- Work required: Arrange the records below as a two-column CSV with the header columns request and answer. Give one row per record, with its request text and its answer each in a single quoted field and every line break replaced by a space.

━━ Provided data ━━

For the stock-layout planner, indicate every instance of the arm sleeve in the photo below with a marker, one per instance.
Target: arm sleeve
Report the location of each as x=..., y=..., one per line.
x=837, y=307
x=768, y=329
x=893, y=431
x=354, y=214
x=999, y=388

━━━

- Task response:
request,answer
"For the stock-layout planner, indicate every instance of the arm sleeve in the photo below with a marker, one per instance. Target: arm sleeve Report the location of each as x=..., y=..., one per line.","x=837, y=307 x=768, y=329 x=893, y=431 x=354, y=214 x=999, y=388"